◆ **PROBLEM**: Write the next part of the discussion about deleting Facebook accounts, picking up after its final comment.

##### EXCERPT #####

This is where EU's data protection law comes into play. When someone agreed to letting the app look at their phone book, the person isn't giving the app permission to store that forever. In theory, this sort of action should be illegal under EU law.
I "deleted" my FB more than 8 years ago, but since it was not possible to actually delete the data it was only disabled. In January I decided to re-activate it to get in touch with old acquaintances. Surprisingly, all of my pictures, contacts, and other interactions were there. Even a pending friend request was pending for 8 years.
Maybe I shouldn't be surprised, though, because FB stated clearly that you cannot delete your data. I just didn't believe they would keep it for so long. It felt weird.
Edit: Just a fun addition, I also made a fake account to promote Youtube videos against FB's EULA. To get more viewers I thought it might be a good idea to make arbitrary friend requests and must have had a certain tendency to click on attractive women. Curiously, at least half of them accepted immediately. One week later I got spammed with friend request of two kinds:
(a) Asian manufacturing sites offering all kinds of machinery and services. Most of them from China, but also some in other countries.
(b) Women posting half-naked pictures of themselves on FB, apparently doing that for a living.
None of them were my target audience. I guess successful FB marketing is more complicated.
That's interesting because refusing to delete personal information is going to be directly contrary to GDPR in a few months, the penalty for which will be 4% of global turnover.
It is absolutely possible to delete your Facebook account and profile permanently. It is harder to find (I had to search the help section for "permanently delete" or something), and they give you two weeks to change your mind. Of course, they still have tons of information about you, but I am tired of hearing people claim that you can only deactivate your account.
I deleted mine two years ago, but not before downloading my data. I haven't ever gone through it, but now I am interested to see if they included call logs and stuff.
> I am tired of hearing people claim that you can only deactivate your account
I'm tired of FB (or anyone using similar tactics) hiding behind "but you can delete your account" while employing all manner of dark patterns and scare tactics to mess with people who want to do exactly that.
Maybe it's changed since you did it, but I walked a friend through it recently and it was painfully tedious (not just a bunch of "are you really, really sure"s, but a bunch of dark patterns trying to steer you away from or hide the option altogether).
I'd be surprised if even 1% of people who want to delete their account are successful.
Are you sure this was possible > 8 years ago? If I remember correctly, I researched this for quite some time then and didn't find any way of deleting the account and everything stored in it. But it's possible I overlooked the option, of course.
I believe in the past you had to open some kind of support request, as there wasn't an "automated" way to do it (and there was maybe still some kind of waiting period after having deactivated the account). It's certainly been made easier (they've gotten a lot of flack over the years oven this...)
When I deactivated my facebook account to see what happens, literally nothing changed. Everybody else still thinks I'm there, they can send me messages, etc. When I reactivated my account by logging in, it was as if I had merely logged out.
> I "deleted" my FB more than 8 years ago, but since it was not possible to actually delete the data it was only disabled. In January I decided to re-activate it to get in touch with old acquaintances. Surprisingly, all of my pictures, contacts, and other interactions were there. Even a pending friend request was pending for 8 years.
There's a bit of a mixed message here. When you reactivated your account, you wanted to get in touch with old acquaintances. Yet you expressed surprise when your contacts were still there, even though you presumably wanted them to be. Was that a pleasant surprise? Or you were reactivating your account only with the intention of starting from scratch 100%?

##### SUPPLIED INFORMATION #####

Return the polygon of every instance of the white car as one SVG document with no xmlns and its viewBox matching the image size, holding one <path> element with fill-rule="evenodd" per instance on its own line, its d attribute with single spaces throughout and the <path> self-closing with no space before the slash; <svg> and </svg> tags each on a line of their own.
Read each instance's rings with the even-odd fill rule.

#####

◆ **WRITTEN ANSWER**:
Remember how it asks you to upload your contact lists? You probably say no, but others say yes and do it. They got this "people you may know" from THOSE people uploading their contact lists. It's kind of weird to call it a "shadow profile" when it's simply connecting those dots.
It's considered a shadow profile because they create a profile that nobody can see that aggregates data about the user. It's more than just the mutual contacts.
When people upload their contacts to Facebook to "find friends by phone or email" Facebook takes the phone numbers and email addresses of people who do not have Facebook accounts and associates them with a shadow profile. If multiple people upload contacts and have this same phone number and email address of a person, they can associate any other data uploaded (obviously name, birthday, address, other social media profile URLs?) with the same shadow profile. When the person creates an account using an email address or phone number tied to the shadow account, they already have a reasonable amount of data on the peson, including every user who has them in their contacts and others on those social graphs so that they probably know what school the user went to and current/past employers.
> It's kind of weird to call it a "shadow profile" when it's simply connecting those dots.
Is it kind of weird to call a shadow a shadow when it's just connecting the dots from yourself to the ground? What do you mean it's weird to call it a shadow profile? Just because you know how they do it does not make it "in the clear" or something not-shadow-like.
A shadow profile is a profile unknown to the victim and likely unknown to their friends. Facebook creates huge datasets of information about people without those people ever signing up for Facebook or even hearing about it. That's a shadow profile and it's creepy.
Is weird to call it a shadow profile because mow people like yourself are talking about victims. They basically just ran an SQL query. They didn't abuse anyone.
That's super creepy, but you can see how they get there.
I had a moment some time ago when it started suggesting I connect with people that I know from a private listserv I've been on for years.
Except I'm subbed to that listserv with a different email address from the one I use for Facebook, and I have no real-world interactions with these people, or friends in common. It was surreal.
Once I realized that someone on that list probably used Gmail, and shared their Gmail contacts with FB, it made more sense. Different email addresses don't do much when your name isn't very common, and the addresses vary only in domain.
My only Facebook account has entirely fake data. I use it to coordinate events with a dozen real-life friends. Facebook still manages to suggest new friends that have no obvious relationship to anyone I am friends with. I've never put their apps on my phone and used an email address I created just for Facebook.
It is creepy, but I can't help but step back and marvel at the technical achievement.
I wonder what percent of that profile is 'fake' and what is 'real'. Sounds like your intent is for it to be 90%+ fake but, in actuality, it's probably a lot more 'real' than you expect.
My guess.. the friends you are coordinating with have your number in their contacts list, which they then allow FB to see. FB associates that number with that group of people, and also separately associates your 'fake' account with that same group of people, since you're using it to coordinate with them. Now, if anybody else has your number in their contacts, FB might decide to show them to the 'fake' account, since they know somebody associated with the group you associate with. Three degrees of separation from your friend -> your number -> your friend group -> your 'fake' account
I was referring to his real number, which isn't in his FB account, but is likely stored in his friends' contact lists on their phones, which they in turn give over to facebook. This lets FB create a shadow profile for him. Even if they don't associate that number and shadow profile directly with his fake profile, they will see that they have the same social circle, since the same group of friends will both have his real phone number in their contacts, and also be communicating with his fake profile through FB. At best, there's only two steps between his real phone number and his fake profile.
For me it's only a little creepy, but not surprising.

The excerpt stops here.